# Source passage start

Looking for stocks that move across the midline as much as possible. Not being bearish or bullish, just go somewhere fast kinda thing.
I use Profit source and plat and that’s it. My education is mostly from optionetics and from forums like this as well as reading from OC’s vega journal. I like the idea and practice of playing vega primarily. Selling theta is like watching grass grow and if the stock moves somewhere you loose money. Which has been happening a bit here. BTW my education in options and for that matter anything regarding the markets started about 10 mts ago. so I am still learning the ropes and finding more ropes to learn up, its about time I choose a good rope to hang my hat on. This is in regard to TA as well as options strategy. So I appreciate your explainations that you put across and the effort that you put in.
Anyway about QST I presume that when you use the QST strategy to the letter you are using it to buy ITM positions and exit at their prescribed 1/3 exit points, not that you use it for choosing a stock to get into a PCCRC. Have I got that right?

# Source passage end

--- Written instruction ---
Can you reproduce the options trading forum post word for word, starting at "Looking for stocks" and ending at "you put in."?

# Records shown start

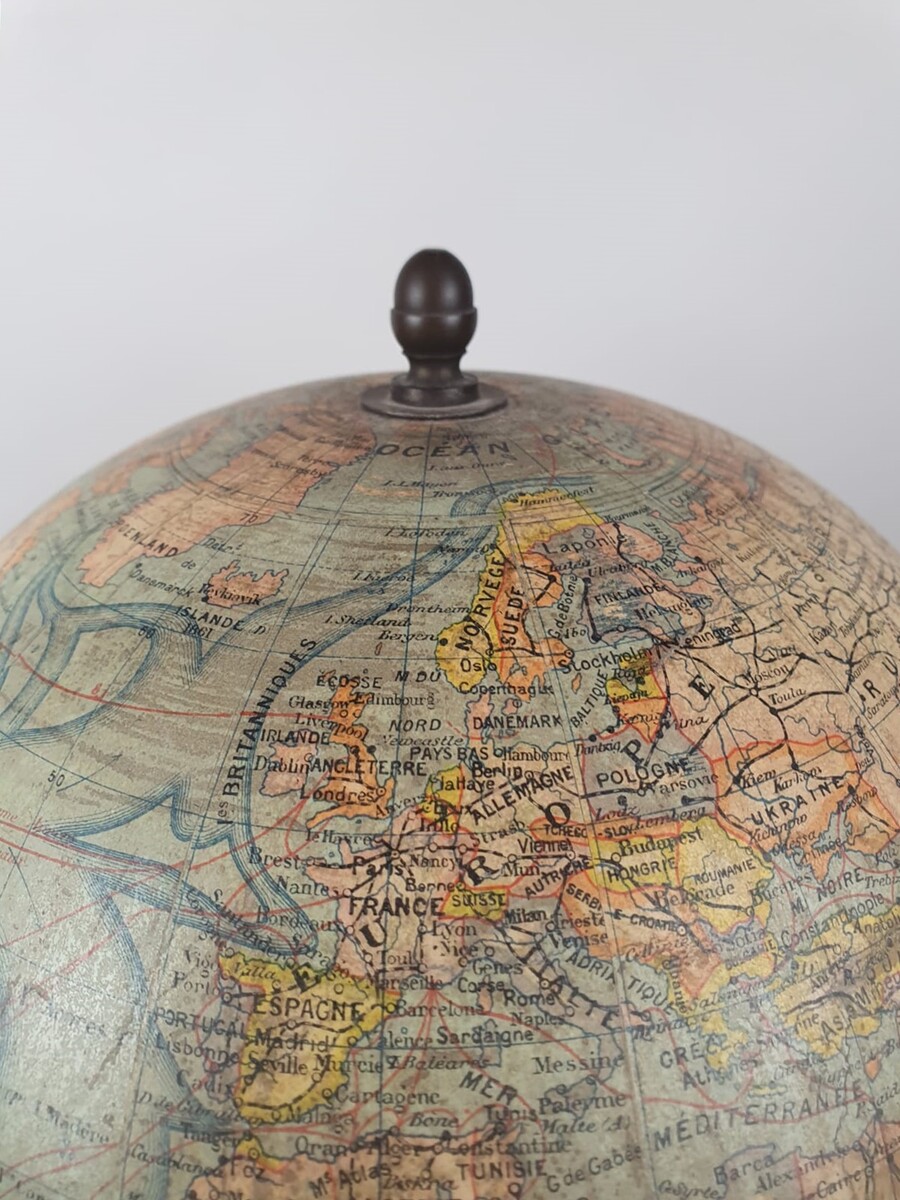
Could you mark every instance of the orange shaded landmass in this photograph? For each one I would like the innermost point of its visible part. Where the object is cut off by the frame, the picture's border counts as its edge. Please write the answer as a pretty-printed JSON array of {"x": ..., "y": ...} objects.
[
  {"x": 636, "y": 696},
  {"x": 631, "y": 924},
  {"x": 352, "y": 786},
  {"x": 393, "y": 895},
  {"x": 288, "y": 768},
  {"x": 23, "y": 539},
  {"x": 520, "y": 660},
  {"x": 156, "y": 451},
  {"x": 263, "y": 481},
  {"x": 228, "y": 587},
  {"x": 784, "y": 795}
]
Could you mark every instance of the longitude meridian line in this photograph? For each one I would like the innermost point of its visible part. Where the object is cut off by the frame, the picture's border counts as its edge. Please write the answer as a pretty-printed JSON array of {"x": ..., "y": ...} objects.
[
  {"x": 324, "y": 538},
  {"x": 774, "y": 599},
  {"x": 563, "y": 705},
  {"x": 382, "y": 1043},
  {"x": 641, "y": 493}
]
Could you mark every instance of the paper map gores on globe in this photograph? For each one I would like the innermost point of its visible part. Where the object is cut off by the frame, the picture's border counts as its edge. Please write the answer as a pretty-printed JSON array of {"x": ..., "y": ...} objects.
[{"x": 454, "y": 811}]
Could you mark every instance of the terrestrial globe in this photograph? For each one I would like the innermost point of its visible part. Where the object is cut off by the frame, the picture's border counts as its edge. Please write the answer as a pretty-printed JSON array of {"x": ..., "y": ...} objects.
[{"x": 441, "y": 787}]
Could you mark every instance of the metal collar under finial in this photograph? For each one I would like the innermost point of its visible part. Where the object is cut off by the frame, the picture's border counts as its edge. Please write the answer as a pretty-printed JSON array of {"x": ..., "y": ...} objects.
[{"x": 433, "y": 319}]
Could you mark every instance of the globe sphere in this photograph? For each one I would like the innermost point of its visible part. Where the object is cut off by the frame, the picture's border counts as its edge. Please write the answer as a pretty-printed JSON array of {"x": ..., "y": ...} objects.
[{"x": 448, "y": 810}]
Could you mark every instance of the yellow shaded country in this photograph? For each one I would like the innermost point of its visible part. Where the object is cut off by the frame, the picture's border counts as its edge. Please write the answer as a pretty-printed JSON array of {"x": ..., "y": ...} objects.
[{"x": 299, "y": 1035}]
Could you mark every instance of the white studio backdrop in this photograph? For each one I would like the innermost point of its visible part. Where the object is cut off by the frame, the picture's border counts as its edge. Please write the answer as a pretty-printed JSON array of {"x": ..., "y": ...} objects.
[{"x": 694, "y": 201}]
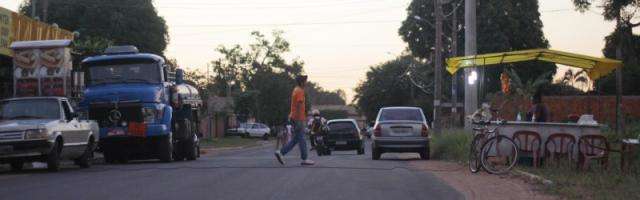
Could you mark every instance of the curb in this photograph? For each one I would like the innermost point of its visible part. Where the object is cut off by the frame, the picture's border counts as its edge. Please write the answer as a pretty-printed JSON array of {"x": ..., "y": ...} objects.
[{"x": 532, "y": 177}]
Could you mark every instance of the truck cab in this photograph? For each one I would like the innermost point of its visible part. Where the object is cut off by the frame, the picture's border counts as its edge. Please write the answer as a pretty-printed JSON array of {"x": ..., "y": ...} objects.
[
  {"x": 44, "y": 129},
  {"x": 142, "y": 111}
]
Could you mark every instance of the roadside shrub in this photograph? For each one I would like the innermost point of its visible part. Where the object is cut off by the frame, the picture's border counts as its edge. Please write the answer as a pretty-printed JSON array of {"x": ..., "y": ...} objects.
[{"x": 451, "y": 145}]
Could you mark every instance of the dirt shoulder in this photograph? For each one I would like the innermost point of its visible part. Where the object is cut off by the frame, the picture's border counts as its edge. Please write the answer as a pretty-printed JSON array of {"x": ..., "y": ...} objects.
[{"x": 482, "y": 185}]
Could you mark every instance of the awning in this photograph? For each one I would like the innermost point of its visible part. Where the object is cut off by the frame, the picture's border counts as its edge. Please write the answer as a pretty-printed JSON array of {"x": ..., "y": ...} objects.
[{"x": 595, "y": 67}]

# Records shown end

--- Answer to the task ---
Looking for stocks that move across the midline as much as possible. Not being bearish or bullish, just go somewhere fast kinda thing.
I use Profit source and plat and that’s it. My education is mostly from optionetics and from forums like this as well as reading from OC’s vega journal. I like the idea and practice of playing vega primarily. Selling theta is like watching grass grow and if the stock moves somewhere you loose money. Which has been happening a bit here. BTW my education in options and for that matter anything regarding the markets started about 10 mts ago. so I am still learning the ropes and finding more ropes to learn up, its about time I choose a good rope to hang my hat on. This is in regard to TA as well as options strategy. So I appreciate your explainations that you put across and the effort that you put in.